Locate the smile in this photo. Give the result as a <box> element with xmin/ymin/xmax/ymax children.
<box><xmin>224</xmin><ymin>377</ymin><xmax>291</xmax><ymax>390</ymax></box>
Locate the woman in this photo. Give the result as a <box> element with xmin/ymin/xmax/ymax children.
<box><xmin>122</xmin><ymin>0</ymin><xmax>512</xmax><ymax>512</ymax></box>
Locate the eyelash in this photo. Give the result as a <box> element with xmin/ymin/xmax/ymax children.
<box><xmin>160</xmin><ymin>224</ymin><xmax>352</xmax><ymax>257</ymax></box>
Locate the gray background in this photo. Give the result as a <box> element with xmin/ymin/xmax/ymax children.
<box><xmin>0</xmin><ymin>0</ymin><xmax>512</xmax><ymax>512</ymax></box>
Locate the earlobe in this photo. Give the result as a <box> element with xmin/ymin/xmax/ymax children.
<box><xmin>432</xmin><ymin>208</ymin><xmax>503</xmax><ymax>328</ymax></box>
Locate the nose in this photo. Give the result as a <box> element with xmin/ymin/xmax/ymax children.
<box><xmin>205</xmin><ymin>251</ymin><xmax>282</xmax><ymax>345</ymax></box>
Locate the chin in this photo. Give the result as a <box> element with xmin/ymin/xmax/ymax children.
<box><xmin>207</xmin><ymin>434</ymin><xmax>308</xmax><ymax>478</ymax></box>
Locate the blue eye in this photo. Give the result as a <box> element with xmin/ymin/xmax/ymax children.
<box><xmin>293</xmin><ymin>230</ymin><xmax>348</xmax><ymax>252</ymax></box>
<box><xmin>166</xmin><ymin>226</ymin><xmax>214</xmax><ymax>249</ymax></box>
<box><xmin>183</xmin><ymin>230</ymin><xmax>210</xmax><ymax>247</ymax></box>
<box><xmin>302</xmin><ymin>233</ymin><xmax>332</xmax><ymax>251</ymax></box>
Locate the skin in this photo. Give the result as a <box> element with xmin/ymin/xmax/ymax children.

━━━━━━━━━━━━━━━━

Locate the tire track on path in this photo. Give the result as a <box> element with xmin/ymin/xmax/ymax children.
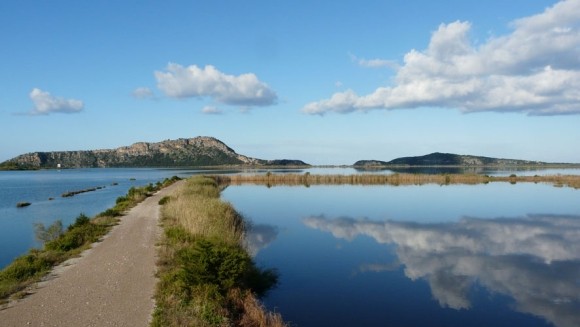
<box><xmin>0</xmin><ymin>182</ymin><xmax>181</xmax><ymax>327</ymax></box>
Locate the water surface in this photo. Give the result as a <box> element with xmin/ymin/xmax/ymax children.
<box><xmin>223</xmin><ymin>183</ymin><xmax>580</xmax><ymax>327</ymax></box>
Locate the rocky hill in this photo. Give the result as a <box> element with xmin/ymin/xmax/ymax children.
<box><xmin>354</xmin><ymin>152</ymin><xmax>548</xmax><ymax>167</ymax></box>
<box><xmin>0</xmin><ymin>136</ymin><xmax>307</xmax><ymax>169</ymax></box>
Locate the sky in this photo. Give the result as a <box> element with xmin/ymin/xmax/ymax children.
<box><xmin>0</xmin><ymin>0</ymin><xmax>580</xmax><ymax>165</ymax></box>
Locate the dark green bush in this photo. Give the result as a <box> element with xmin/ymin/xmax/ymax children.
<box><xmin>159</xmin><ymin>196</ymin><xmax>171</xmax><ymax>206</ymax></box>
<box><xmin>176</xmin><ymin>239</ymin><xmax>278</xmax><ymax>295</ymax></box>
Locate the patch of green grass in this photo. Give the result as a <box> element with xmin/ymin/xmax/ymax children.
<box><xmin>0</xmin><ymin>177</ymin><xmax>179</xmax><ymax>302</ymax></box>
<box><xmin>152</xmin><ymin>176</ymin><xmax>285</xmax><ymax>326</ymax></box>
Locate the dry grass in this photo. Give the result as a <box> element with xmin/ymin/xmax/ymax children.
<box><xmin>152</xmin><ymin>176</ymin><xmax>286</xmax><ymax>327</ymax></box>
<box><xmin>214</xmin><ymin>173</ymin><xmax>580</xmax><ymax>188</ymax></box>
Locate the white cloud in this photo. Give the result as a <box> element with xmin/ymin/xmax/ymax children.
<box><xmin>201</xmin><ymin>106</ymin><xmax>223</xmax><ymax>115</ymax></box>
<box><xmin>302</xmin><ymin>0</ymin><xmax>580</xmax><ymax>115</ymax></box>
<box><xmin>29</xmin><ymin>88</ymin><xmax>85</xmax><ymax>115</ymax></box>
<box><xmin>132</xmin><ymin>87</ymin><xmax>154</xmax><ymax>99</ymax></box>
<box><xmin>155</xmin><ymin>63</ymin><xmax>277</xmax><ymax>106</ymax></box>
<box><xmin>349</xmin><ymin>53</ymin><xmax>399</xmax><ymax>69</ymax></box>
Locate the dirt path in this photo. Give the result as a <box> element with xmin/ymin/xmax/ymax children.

━━━━━━━━━━━━━━━━

• _GIVEN PROBLEM_
Copy out everything from the line containing "Locate the white" down to the line containing "Locate the dirt", replacing "photo" with "image" and leaving the rest unchanged.

• _TASK SOLUTION_
Locate the white cloud in this image. Give the result as a <box> element with xmin/ymin/xmax/ymax children.
<box><xmin>201</xmin><ymin>106</ymin><xmax>223</xmax><ymax>115</ymax></box>
<box><xmin>302</xmin><ymin>0</ymin><xmax>580</xmax><ymax>115</ymax></box>
<box><xmin>29</xmin><ymin>88</ymin><xmax>85</xmax><ymax>115</ymax></box>
<box><xmin>132</xmin><ymin>87</ymin><xmax>154</xmax><ymax>99</ymax></box>
<box><xmin>155</xmin><ymin>63</ymin><xmax>277</xmax><ymax>106</ymax></box>
<box><xmin>349</xmin><ymin>53</ymin><xmax>399</xmax><ymax>69</ymax></box>
Locate the dirt path in this image. Give the result as a <box> element with xmin/ymin/xmax/ymax children.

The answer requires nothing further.